* _AUFGABENSTELLUNG_:
**1)** Wozu sieht Michael Hennermann laut dem Artikel über den Verein für Obdachlose Tirols Kommunen in der Pflicht? Antworte in ein bis drei Sätzen.
**2)** Gib aus dem Artikel über den Verein für Obdachlose alles von „Innsbruck – Die“ bis hinunter zu „ohne Unterkunft an.“ wortgetreu wieder.

┌─ VORGEGEBENER TEXT

Von der Straße in die Gemeindewohnung: Verein sieht Kommunen gefordert
Michael Hennermann vom Verein für Obdachlose sieht Tirols Kommunen in der Pflicht, damit Menschen ohne Unterkunft rascher geholfen werden kann.
Innsbruck – Die Temperaturen sinken unter den Gefrierpunkt, es schneit, die Böden sind nass – für jene, die auf der Straße leben müssen, ist der Winter eine besonders herausfordernde Zeit. Nur Notschlafstelle um Notschlafstelle aufzusperren, damit diese Phase überbrückt wird, greift für Michael Hennermann zu kurz. Der Geschäftsführer des Vereins für Obdachlose sieht vielmehr Tirols Kommunen in der Pflicht und regt im „Tirol Live“-Interview eine priorisierte Vergabe von Stadt- oder Gemeindewohnungen an Menschen ohne Unterkunft an.

└─
┌─ DATENSATZ

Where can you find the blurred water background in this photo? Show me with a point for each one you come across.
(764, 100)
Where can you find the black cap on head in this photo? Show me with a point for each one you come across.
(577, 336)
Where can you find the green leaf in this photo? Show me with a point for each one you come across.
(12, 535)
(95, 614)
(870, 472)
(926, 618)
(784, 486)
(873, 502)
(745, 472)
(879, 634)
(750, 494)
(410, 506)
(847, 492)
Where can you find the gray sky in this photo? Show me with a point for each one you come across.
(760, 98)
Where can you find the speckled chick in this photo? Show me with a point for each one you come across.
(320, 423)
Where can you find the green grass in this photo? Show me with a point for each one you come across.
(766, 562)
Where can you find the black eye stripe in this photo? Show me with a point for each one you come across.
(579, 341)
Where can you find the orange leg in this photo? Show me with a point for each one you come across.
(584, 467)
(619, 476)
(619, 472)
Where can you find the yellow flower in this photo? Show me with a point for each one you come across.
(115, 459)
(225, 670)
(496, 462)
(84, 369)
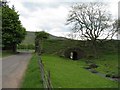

└─

* _VOLLSTÄNDIGE LÖSUNGEN_:
**1)** Er sieht die Kommunen in der Pflicht, damit Menschen ohne Unterkunft rascher geholfen werden kann. Dazu regt er an, Stadt- oder Gemeindewohnungen bevorzugt an sie zu vergeben.

**2)**
Innsbruck – Die Temperaturen sinken unter den Gefrierpunkt, es schneit, die Böden sind nass – für jene, die auf der Straße leben müssen, ist der Winter eine besonders herausfordernde Zeit. Nur Notschlafstelle um Notschlafstelle aufzusperren, damit diese Phase überbrückt wird, greift für Michael Hennermann zu kurz. Der Geschäftsführer des Vereins für Obdachlose sieht vielmehr Tirols Kommunen in der Pflicht und regt im „Tirol Live“-Interview eine priorisierte Vergabe von Stadt- oder Gemeindewohnungen an Menschen ohne Unterkunft an.